Task details – Please show each line in the records below that contains the word "flower", copying every such line in full.

Data supplied –

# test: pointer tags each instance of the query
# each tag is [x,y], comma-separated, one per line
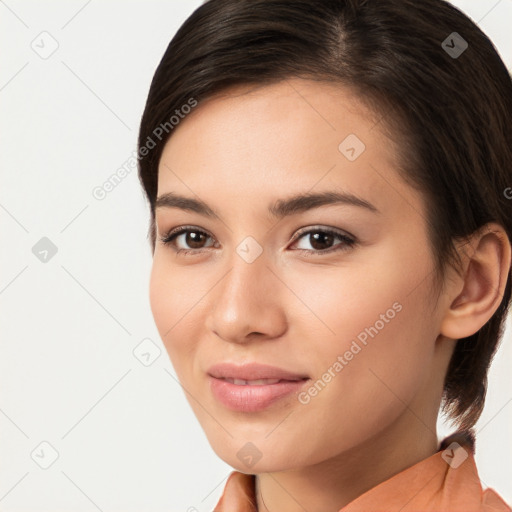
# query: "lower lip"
[247,398]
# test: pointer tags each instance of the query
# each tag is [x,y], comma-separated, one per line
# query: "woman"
[330,228]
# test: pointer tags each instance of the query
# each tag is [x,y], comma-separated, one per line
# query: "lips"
[253,387]
[253,372]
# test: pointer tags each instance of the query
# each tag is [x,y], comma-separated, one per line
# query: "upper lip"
[252,371]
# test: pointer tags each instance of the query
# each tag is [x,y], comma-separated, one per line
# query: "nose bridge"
[246,301]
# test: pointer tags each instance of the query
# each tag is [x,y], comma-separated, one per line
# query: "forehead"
[257,144]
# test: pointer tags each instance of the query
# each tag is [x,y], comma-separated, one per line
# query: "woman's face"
[333,290]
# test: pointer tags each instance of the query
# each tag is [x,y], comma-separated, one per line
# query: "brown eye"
[186,239]
[322,240]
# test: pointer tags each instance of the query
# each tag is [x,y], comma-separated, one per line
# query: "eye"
[191,236]
[321,240]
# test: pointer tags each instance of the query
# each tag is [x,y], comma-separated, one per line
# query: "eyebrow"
[281,208]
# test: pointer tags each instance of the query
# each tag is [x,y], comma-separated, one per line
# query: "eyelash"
[348,242]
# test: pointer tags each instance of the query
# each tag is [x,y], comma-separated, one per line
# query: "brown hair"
[447,106]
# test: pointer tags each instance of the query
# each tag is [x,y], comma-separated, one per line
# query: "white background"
[125,435]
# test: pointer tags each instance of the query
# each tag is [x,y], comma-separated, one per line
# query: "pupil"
[323,238]
[192,238]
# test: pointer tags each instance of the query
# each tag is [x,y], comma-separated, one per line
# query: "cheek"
[174,301]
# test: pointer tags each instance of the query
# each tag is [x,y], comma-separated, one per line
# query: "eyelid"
[348,239]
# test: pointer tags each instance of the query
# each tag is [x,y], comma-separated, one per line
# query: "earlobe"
[478,292]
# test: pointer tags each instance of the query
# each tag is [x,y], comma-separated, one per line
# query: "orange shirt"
[445,482]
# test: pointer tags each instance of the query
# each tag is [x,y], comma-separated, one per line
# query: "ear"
[475,295]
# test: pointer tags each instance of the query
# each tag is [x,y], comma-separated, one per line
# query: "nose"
[246,304]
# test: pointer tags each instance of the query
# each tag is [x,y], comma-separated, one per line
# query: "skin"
[241,151]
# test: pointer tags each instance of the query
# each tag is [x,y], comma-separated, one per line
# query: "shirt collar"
[446,481]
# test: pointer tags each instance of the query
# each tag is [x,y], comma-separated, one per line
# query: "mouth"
[257,382]
[253,387]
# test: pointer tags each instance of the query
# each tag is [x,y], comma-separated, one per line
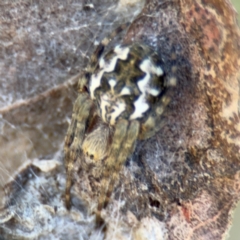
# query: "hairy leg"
[122,147]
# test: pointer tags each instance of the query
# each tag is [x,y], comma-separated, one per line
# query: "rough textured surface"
[182,183]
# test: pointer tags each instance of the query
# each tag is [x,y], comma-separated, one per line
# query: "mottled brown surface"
[182,183]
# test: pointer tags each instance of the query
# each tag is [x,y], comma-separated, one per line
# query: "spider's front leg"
[123,144]
[74,139]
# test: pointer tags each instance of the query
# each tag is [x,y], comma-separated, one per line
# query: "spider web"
[45,46]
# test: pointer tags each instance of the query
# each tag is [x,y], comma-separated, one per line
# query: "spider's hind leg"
[123,144]
[74,138]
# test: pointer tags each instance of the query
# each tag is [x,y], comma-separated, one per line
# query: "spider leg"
[122,147]
[74,139]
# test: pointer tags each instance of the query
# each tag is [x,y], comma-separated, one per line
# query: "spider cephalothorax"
[126,88]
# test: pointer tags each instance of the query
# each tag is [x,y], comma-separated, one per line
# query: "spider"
[126,88]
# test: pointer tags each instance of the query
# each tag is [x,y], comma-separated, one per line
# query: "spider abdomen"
[127,82]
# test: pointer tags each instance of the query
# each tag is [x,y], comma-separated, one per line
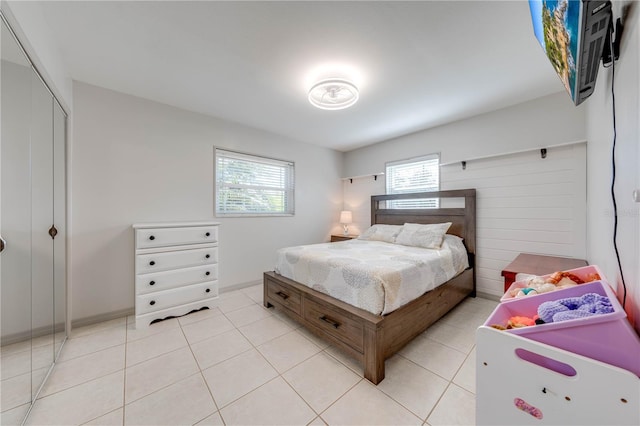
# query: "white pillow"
[379,232]
[426,236]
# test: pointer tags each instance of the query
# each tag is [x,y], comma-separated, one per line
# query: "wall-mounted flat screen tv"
[573,34]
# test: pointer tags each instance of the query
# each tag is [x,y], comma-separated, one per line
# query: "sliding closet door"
[42,320]
[59,219]
[15,227]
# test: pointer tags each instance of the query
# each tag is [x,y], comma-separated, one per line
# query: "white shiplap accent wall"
[525,204]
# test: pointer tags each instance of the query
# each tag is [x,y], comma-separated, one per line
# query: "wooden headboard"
[463,219]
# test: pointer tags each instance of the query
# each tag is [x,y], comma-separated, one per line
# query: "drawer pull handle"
[328,320]
[285,296]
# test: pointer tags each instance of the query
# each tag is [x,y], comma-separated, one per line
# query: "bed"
[372,338]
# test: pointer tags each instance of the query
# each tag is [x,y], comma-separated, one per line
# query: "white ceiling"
[418,64]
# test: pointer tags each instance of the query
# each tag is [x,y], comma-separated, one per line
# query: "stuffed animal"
[558,280]
[574,307]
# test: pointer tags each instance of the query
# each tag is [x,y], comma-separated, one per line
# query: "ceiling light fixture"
[333,94]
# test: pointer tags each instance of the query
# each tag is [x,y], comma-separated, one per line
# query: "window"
[414,175]
[249,185]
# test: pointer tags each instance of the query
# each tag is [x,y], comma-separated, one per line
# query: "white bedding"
[376,276]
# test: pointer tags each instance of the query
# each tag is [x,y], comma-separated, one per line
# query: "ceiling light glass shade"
[333,94]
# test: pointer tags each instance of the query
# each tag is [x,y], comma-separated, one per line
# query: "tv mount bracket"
[608,56]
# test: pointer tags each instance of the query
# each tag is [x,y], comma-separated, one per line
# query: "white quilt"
[375,276]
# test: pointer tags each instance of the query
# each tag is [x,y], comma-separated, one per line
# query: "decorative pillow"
[384,233]
[426,236]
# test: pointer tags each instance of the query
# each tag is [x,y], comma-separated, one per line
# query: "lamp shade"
[346,217]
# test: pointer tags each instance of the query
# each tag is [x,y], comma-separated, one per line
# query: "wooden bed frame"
[373,338]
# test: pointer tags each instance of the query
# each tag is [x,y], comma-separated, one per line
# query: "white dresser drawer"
[178,296]
[161,261]
[162,237]
[156,281]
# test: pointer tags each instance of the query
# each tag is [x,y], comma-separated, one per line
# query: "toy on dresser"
[558,280]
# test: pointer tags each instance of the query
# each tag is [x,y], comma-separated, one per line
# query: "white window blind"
[421,174]
[249,185]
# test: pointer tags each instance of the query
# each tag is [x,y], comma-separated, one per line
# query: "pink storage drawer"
[583,273]
[608,338]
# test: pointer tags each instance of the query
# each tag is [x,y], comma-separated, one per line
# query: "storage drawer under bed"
[333,322]
[286,297]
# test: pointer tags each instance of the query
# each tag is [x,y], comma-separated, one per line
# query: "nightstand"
[538,265]
[335,238]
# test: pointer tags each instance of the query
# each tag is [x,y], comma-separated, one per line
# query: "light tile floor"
[243,364]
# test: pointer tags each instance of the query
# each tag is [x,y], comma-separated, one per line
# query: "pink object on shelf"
[608,338]
[583,273]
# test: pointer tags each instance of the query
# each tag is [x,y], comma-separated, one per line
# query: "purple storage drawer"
[608,338]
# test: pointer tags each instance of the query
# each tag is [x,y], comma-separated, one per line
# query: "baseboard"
[102,317]
[488,296]
[239,286]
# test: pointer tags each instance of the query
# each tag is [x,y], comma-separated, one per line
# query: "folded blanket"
[574,307]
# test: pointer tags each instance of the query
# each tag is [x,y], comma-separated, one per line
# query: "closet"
[32,228]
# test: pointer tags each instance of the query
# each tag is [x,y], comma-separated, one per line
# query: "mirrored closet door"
[32,228]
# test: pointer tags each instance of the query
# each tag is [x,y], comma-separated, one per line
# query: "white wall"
[141,161]
[27,20]
[599,171]
[543,122]
[525,204]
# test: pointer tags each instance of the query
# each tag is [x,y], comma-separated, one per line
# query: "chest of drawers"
[176,269]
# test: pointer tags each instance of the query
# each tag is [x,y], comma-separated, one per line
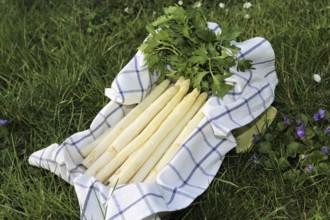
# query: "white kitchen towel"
[194,166]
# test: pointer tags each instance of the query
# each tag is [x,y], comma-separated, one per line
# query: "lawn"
[57,57]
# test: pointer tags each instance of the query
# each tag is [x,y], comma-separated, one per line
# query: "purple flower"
[256,160]
[324,150]
[310,168]
[3,122]
[319,115]
[256,137]
[299,122]
[301,133]
[327,131]
[303,157]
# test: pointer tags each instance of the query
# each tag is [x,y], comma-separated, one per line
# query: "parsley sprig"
[180,43]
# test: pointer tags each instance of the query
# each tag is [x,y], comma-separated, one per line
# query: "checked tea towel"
[196,163]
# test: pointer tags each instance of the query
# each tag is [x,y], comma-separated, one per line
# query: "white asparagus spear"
[124,123]
[159,151]
[133,130]
[104,173]
[127,170]
[171,151]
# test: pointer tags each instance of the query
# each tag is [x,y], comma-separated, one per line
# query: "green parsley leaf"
[180,39]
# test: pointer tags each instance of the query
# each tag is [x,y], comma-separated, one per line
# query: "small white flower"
[317,78]
[247,5]
[247,16]
[222,5]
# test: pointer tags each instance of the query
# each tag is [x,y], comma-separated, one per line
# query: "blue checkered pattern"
[196,163]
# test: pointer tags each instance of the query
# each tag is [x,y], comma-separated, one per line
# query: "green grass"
[56,58]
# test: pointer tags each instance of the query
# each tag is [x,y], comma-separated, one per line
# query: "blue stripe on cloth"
[198,164]
[240,105]
[146,199]
[259,93]
[230,117]
[120,213]
[83,208]
[142,198]
[104,196]
[252,48]
[120,90]
[249,108]
[184,181]
[263,62]
[133,71]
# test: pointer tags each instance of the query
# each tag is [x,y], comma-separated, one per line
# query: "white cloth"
[196,163]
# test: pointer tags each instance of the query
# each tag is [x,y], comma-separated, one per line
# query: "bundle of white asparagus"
[147,138]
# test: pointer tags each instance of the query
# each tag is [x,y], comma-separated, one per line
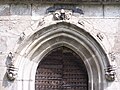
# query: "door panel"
[62,69]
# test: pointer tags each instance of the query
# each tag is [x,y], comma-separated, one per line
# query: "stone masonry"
[15,18]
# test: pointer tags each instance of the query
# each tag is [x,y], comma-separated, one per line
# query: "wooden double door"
[61,69]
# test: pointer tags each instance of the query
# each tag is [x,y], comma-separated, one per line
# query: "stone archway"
[61,69]
[39,44]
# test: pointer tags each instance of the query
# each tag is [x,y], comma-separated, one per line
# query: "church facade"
[59,45]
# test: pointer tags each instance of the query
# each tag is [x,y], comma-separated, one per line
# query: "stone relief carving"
[62,14]
[110,73]
[11,70]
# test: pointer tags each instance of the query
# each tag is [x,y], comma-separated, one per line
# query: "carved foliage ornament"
[63,12]
[62,15]
[11,70]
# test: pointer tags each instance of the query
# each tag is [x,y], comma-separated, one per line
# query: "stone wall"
[16,18]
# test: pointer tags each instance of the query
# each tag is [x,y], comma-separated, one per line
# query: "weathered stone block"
[112,10]
[20,9]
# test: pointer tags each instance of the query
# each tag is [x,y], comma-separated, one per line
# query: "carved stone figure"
[110,73]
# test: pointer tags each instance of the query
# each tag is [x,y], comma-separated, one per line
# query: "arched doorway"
[34,49]
[61,69]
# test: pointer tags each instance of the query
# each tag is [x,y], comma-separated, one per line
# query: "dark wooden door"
[62,69]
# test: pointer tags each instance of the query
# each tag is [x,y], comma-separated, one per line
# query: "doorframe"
[33,49]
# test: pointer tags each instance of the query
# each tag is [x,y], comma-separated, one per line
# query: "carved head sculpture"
[110,73]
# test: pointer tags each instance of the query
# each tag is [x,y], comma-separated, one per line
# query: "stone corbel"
[110,73]
[11,69]
[11,72]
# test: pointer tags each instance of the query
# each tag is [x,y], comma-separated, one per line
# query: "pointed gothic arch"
[36,46]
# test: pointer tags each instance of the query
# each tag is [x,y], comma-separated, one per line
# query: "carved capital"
[110,73]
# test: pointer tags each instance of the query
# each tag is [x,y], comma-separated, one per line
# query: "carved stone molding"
[110,73]
[11,70]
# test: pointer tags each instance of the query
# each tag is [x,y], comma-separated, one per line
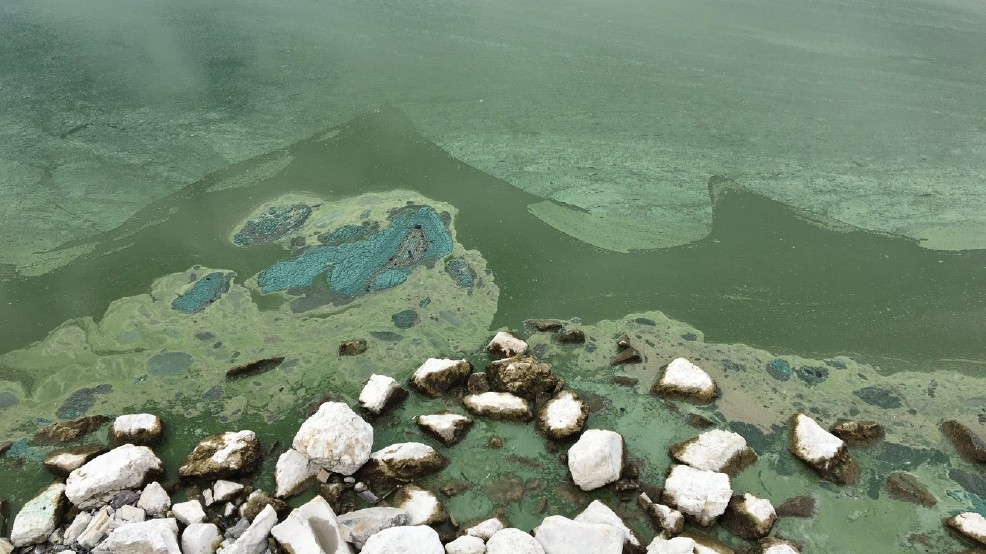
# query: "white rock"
[312,529]
[703,495]
[437,376]
[39,517]
[560,535]
[335,438]
[97,529]
[293,473]
[223,490]
[200,538]
[596,459]
[124,467]
[970,524]
[189,512]
[448,428]
[715,450]
[422,506]
[485,529]
[140,429]
[505,345]
[157,536]
[597,512]
[513,541]
[563,416]
[356,527]
[254,539]
[76,528]
[497,405]
[677,545]
[379,392]
[466,544]
[683,379]
[154,500]
[419,539]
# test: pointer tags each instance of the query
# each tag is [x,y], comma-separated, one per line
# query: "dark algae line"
[767,275]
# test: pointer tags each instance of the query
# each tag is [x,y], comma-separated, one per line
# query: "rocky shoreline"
[115,498]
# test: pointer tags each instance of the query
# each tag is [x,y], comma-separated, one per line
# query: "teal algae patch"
[415,235]
[204,292]
[273,224]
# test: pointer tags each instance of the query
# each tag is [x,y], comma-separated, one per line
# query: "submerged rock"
[596,459]
[223,455]
[685,381]
[715,450]
[448,428]
[563,416]
[822,451]
[335,438]
[700,494]
[437,376]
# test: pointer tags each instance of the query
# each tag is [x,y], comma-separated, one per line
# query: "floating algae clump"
[273,224]
[205,291]
[415,235]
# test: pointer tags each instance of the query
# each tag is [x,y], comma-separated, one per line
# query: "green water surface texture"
[767,275]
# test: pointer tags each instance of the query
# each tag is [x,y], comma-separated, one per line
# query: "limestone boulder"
[200,538]
[312,528]
[446,427]
[64,462]
[749,517]
[357,527]
[703,495]
[335,438]
[124,467]
[715,450]
[513,541]
[505,344]
[970,525]
[563,416]
[498,405]
[683,380]
[439,375]
[416,539]
[156,536]
[522,376]
[560,535]
[39,517]
[596,459]
[293,473]
[422,506]
[598,513]
[139,429]
[822,451]
[380,394]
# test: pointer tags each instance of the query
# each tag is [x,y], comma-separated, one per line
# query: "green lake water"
[742,185]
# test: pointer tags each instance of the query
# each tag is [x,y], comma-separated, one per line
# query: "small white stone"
[703,495]
[200,538]
[293,473]
[154,500]
[189,512]
[336,438]
[596,459]
[466,544]
[223,490]
[560,535]
[38,518]
[513,541]
[418,539]
[505,345]
[597,512]
[378,392]
[485,529]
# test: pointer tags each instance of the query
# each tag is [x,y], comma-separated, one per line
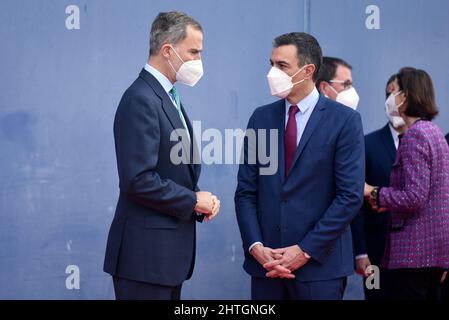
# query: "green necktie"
[175,96]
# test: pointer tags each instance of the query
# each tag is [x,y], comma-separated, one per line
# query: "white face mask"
[190,72]
[390,105]
[348,97]
[281,83]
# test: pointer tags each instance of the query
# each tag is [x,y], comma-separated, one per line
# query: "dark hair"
[329,69]
[417,86]
[390,80]
[170,27]
[307,47]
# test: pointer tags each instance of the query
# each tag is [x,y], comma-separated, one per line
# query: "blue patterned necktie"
[175,96]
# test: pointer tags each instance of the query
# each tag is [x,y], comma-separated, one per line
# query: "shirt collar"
[305,104]
[162,79]
[394,134]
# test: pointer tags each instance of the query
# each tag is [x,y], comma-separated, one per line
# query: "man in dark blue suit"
[295,223]
[151,243]
[369,228]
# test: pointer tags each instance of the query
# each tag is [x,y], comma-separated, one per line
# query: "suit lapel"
[168,108]
[312,124]
[388,142]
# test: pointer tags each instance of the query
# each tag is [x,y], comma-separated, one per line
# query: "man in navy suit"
[295,223]
[151,243]
[369,228]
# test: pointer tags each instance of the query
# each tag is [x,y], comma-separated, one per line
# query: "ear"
[165,50]
[323,87]
[310,70]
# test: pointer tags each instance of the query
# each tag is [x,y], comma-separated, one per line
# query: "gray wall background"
[59,89]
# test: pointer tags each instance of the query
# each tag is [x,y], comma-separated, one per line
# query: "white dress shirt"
[167,85]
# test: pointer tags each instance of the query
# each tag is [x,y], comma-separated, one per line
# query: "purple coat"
[418,198]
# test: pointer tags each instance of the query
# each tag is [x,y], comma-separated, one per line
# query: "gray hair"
[170,27]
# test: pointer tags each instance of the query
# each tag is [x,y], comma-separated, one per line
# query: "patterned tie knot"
[175,96]
[293,110]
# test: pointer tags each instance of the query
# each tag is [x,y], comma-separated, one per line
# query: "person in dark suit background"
[151,243]
[335,82]
[295,223]
[369,229]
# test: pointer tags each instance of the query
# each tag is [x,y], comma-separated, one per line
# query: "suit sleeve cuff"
[253,245]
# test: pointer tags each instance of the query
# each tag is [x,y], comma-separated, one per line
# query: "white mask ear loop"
[173,68]
[296,74]
[177,54]
[398,93]
[330,86]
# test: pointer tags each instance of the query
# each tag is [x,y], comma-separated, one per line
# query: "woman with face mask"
[418,197]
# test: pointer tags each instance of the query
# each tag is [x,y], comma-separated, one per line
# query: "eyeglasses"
[346,84]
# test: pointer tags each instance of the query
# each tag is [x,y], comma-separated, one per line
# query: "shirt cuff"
[251,246]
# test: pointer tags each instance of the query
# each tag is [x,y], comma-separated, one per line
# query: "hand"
[204,202]
[215,209]
[378,209]
[367,191]
[291,258]
[265,254]
[361,266]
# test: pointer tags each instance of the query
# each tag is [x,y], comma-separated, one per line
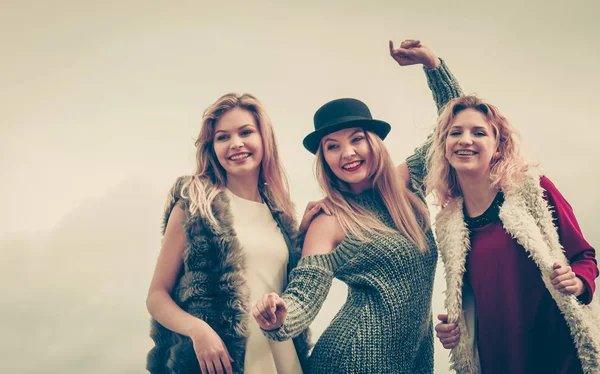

Reply to the task –
# query: "purple flower"
# query: "small white flower"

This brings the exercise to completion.